Display every line of the rows below that contains the word "wooden", copying each such line in full. Case counts, so uppercase and lowercase letters are not interchangeable.

— Begin Source material —

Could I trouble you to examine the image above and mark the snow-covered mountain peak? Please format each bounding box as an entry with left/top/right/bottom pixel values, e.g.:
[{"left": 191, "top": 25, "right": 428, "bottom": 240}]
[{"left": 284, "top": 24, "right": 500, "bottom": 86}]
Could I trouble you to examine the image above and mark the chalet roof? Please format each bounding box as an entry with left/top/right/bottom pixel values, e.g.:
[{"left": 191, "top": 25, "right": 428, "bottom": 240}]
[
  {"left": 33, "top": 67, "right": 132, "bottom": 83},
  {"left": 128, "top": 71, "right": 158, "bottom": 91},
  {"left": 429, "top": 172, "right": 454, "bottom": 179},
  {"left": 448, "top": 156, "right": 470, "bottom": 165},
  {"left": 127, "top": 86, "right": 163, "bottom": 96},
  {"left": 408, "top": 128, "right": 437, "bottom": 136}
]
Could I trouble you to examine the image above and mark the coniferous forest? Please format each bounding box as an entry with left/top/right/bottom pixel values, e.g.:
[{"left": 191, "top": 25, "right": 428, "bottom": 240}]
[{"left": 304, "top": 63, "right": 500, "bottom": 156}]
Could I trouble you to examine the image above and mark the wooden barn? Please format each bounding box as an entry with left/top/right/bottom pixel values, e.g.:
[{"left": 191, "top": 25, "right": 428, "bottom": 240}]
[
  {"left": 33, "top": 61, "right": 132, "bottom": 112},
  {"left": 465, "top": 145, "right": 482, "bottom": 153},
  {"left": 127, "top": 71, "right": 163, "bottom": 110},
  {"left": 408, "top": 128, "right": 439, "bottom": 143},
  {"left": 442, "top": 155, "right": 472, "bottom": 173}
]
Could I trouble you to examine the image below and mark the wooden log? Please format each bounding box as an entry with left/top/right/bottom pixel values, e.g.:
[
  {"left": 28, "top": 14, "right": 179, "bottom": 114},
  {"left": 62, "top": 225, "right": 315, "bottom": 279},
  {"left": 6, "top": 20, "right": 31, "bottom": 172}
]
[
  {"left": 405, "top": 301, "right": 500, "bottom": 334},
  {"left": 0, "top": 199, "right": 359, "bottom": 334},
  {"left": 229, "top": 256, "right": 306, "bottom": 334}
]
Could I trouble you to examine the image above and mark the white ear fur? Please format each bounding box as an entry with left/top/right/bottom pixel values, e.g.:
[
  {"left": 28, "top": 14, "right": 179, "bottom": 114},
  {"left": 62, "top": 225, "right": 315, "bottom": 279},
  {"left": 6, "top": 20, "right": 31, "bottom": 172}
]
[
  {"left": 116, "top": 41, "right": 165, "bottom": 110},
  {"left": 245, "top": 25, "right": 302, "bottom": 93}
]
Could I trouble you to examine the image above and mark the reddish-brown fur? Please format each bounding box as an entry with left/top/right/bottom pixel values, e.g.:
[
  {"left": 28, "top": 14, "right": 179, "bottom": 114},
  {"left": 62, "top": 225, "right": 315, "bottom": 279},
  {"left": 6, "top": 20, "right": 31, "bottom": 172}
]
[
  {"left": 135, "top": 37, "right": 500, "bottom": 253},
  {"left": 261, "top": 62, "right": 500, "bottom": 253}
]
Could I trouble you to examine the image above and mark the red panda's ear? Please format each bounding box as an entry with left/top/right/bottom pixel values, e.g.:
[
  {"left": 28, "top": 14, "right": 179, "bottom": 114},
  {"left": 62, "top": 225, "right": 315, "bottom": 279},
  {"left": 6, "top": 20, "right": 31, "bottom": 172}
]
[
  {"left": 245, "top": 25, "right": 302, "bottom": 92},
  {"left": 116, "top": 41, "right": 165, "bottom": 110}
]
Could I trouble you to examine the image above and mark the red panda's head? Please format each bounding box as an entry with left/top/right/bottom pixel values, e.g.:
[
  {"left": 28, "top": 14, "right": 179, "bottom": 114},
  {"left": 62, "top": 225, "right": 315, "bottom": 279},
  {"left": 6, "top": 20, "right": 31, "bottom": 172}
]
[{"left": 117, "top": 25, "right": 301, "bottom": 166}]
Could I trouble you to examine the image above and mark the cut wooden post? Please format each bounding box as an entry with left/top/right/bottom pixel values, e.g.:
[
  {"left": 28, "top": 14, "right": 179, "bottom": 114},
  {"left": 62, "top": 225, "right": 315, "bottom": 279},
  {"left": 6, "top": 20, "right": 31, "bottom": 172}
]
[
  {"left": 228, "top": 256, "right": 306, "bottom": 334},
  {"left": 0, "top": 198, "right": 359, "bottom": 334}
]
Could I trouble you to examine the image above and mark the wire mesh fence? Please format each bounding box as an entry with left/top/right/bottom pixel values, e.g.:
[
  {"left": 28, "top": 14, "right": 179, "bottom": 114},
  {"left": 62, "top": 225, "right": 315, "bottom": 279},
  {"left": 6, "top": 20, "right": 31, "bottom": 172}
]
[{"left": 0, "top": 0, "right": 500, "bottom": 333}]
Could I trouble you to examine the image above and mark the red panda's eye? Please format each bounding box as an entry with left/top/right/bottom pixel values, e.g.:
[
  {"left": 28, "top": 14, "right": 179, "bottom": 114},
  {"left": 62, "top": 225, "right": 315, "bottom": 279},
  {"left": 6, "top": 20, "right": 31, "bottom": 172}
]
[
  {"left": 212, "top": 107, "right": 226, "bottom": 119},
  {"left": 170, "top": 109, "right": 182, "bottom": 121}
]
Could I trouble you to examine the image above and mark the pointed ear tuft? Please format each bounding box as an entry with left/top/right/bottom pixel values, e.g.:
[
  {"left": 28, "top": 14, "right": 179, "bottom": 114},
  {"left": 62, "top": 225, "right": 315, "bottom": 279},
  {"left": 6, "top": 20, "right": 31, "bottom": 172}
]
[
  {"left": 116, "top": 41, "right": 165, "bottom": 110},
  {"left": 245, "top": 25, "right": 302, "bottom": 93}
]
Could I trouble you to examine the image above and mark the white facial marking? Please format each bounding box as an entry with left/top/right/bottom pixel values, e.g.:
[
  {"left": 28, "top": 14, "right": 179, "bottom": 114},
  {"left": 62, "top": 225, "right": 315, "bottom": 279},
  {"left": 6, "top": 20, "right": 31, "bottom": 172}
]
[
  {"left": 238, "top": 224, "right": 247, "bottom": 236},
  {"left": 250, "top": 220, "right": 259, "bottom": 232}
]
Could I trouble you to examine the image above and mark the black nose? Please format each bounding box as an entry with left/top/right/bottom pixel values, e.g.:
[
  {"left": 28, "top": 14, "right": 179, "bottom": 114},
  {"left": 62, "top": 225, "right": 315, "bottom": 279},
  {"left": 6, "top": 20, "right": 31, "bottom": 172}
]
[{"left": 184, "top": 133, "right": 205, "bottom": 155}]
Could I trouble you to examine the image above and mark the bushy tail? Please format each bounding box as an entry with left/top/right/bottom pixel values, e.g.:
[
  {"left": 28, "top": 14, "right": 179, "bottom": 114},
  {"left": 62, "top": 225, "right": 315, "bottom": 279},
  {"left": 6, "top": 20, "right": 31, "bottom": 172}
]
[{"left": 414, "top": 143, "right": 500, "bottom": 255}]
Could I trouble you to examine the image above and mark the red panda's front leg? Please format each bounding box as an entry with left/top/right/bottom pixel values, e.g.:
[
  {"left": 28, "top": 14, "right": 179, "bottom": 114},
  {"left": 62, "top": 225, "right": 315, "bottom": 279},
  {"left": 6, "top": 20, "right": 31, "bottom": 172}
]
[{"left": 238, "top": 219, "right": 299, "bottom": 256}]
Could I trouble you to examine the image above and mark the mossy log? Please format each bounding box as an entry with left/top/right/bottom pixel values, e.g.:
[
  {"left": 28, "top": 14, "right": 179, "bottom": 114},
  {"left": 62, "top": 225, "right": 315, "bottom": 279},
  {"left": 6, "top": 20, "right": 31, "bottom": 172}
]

— End Source material —

* _Full answer_:
Could I trouble you to examine the image above and mark the wooden barn? Please format each bounding box as an entry with left/top/right/bottom pixel values, e.g.:
Could I trouble you to examine the image below and mark the wooden log? Please format each bounding box as an entry with left/top/right/bottom pixel values, e.g.:
Could I trouble you to examine the image above and mark the cut wooden post? Please format each bounding box as an entry with left/top/right/bottom pixel values, e.g.:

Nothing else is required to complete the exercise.